> Consigne:
Modifiez les enregistrements, du début jusqu'à la ligne qui contient « 187,148 -> 200,204 » incluse, en remplaçant « asphalt » par « concrete ». Réécrivez uniquement ces lignes, sans aucun autre changement.

***** Enregistrements fournis *****

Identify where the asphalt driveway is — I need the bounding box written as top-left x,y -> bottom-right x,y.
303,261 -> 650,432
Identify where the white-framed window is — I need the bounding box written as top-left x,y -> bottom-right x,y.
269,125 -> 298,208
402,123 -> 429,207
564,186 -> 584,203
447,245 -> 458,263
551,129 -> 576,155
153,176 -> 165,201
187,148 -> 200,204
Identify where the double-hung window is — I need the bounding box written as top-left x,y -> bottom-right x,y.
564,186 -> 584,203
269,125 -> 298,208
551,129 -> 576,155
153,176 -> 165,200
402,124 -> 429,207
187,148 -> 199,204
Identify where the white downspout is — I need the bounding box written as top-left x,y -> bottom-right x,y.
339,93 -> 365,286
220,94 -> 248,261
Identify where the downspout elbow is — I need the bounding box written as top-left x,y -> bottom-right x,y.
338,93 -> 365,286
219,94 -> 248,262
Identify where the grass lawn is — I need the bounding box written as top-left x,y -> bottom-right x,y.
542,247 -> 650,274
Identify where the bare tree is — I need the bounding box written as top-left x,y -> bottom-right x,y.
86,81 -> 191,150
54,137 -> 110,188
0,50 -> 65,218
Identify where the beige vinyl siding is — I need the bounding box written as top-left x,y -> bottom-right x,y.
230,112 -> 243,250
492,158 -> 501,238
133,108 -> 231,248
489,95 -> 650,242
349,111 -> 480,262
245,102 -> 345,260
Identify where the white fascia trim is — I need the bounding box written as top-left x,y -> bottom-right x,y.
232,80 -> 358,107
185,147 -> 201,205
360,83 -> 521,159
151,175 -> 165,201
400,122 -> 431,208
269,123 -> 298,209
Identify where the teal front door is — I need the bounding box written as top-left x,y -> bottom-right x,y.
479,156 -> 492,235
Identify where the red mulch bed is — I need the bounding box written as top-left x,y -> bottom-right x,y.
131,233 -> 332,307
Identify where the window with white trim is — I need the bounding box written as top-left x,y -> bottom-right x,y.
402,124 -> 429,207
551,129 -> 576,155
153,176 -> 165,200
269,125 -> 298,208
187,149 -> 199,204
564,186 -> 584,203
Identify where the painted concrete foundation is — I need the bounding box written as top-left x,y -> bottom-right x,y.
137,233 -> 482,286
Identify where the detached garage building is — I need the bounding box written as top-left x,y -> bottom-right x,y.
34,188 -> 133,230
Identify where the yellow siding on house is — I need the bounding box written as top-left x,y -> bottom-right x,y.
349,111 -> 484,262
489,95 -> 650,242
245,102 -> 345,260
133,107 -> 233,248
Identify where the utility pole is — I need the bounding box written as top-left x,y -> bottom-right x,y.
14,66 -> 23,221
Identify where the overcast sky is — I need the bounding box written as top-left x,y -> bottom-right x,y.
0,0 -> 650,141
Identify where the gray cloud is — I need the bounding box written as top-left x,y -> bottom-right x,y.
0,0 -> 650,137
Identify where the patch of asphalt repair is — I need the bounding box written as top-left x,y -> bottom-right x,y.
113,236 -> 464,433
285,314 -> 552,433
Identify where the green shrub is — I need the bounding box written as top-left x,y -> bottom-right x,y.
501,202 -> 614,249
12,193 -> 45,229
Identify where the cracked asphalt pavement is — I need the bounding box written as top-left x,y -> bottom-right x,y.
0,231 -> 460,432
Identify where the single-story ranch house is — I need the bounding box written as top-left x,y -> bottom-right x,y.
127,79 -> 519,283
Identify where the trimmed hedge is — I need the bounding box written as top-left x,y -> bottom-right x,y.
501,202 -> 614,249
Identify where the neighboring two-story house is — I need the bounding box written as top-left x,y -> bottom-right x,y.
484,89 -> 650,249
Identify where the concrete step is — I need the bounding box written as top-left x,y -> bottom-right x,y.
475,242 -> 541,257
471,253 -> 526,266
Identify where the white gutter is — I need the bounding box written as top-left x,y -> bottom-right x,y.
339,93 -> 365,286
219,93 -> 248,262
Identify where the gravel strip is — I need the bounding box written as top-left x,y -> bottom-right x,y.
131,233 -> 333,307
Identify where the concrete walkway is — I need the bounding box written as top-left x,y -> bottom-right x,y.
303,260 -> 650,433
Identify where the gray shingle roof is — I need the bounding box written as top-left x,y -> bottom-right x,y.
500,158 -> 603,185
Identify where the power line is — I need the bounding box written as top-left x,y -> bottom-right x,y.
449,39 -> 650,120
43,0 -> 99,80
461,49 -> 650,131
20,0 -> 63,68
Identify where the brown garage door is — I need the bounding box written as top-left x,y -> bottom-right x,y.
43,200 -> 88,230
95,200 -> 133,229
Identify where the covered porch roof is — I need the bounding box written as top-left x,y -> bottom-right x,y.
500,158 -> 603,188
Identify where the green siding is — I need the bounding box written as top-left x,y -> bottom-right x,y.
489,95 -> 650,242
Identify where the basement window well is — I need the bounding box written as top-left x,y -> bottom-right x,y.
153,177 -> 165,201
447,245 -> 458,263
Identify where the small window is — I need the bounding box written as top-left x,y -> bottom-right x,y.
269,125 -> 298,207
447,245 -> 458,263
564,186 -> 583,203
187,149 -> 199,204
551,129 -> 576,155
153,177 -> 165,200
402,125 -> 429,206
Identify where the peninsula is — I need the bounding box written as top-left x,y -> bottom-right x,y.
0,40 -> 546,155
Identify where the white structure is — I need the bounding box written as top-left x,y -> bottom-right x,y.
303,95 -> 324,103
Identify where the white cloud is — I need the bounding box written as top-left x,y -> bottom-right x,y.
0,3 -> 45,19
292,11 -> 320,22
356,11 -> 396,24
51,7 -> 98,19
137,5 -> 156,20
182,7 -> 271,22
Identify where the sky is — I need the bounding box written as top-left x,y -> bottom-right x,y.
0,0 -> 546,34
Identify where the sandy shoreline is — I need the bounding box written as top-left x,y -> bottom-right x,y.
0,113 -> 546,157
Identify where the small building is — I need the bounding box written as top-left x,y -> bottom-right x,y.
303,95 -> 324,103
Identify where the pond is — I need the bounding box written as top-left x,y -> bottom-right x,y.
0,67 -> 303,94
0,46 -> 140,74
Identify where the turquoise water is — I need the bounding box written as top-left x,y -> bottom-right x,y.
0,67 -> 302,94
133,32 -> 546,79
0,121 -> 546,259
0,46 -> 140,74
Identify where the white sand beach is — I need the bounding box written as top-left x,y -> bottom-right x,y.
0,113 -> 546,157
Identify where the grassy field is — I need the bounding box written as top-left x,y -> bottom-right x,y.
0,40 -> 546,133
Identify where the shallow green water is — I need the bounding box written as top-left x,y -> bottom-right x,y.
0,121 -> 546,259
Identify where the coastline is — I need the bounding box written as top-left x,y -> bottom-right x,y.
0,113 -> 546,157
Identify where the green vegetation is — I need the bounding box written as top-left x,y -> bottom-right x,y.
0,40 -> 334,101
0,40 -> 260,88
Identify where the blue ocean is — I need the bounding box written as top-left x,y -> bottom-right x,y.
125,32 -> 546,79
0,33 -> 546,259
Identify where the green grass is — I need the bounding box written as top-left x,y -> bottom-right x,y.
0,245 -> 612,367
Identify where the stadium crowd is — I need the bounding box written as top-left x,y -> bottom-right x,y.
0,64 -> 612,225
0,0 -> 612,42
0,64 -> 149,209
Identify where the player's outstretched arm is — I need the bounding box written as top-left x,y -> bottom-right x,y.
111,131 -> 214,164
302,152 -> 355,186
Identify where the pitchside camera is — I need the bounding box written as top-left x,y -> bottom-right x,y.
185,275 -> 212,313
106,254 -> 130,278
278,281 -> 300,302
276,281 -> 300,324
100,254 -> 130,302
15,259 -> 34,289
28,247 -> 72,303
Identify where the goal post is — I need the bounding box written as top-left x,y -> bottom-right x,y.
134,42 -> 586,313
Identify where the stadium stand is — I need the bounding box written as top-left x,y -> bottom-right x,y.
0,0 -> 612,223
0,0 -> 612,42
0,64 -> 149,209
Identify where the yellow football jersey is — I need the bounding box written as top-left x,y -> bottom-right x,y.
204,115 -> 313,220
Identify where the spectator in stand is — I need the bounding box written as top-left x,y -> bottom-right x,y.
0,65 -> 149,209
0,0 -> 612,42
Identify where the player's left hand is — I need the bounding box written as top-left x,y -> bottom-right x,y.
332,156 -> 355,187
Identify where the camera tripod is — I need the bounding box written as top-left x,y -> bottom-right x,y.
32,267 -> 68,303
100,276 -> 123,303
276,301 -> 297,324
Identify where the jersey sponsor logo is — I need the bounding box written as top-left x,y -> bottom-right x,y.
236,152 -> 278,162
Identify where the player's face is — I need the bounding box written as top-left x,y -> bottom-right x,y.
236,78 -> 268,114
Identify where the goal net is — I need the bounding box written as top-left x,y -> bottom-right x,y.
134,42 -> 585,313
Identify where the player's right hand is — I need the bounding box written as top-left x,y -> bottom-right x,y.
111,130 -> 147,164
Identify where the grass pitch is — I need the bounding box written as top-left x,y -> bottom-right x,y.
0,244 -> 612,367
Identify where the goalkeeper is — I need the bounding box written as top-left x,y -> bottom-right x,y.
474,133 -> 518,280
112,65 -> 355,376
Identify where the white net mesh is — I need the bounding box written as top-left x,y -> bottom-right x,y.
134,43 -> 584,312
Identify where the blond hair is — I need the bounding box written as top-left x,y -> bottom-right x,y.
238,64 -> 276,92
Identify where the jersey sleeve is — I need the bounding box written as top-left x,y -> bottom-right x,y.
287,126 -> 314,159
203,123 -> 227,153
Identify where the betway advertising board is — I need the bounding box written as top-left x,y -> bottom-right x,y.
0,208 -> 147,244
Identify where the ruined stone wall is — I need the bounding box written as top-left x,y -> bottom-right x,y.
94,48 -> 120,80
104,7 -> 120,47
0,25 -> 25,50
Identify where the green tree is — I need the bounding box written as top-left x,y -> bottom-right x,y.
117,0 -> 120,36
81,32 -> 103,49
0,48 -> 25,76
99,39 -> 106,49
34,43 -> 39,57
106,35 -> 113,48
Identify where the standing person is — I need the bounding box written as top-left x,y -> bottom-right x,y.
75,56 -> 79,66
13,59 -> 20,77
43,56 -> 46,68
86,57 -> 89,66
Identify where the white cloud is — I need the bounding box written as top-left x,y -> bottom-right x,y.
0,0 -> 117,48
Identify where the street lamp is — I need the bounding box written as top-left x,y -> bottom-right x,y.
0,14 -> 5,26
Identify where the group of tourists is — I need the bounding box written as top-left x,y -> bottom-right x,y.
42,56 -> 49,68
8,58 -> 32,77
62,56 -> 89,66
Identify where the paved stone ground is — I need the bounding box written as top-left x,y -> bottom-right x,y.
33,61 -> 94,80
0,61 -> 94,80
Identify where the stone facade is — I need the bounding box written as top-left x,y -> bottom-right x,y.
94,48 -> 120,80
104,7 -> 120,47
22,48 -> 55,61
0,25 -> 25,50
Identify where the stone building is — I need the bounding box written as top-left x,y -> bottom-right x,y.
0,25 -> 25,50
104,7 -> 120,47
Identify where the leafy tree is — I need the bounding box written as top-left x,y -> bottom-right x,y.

*****

> Travail réalisé:
Identify where the concrete driveway is — I need the bounding box written as top-left x,y -> bottom-right x,y.
303,261 -> 650,432
Identify where the white-framed window is — I need the bounding box written as top-left x,y -> bottom-right x,y.
269,125 -> 298,208
402,123 -> 429,207
564,186 -> 584,203
447,245 -> 458,263
551,129 -> 576,155
153,176 -> 165,201
187,148 -> 200,204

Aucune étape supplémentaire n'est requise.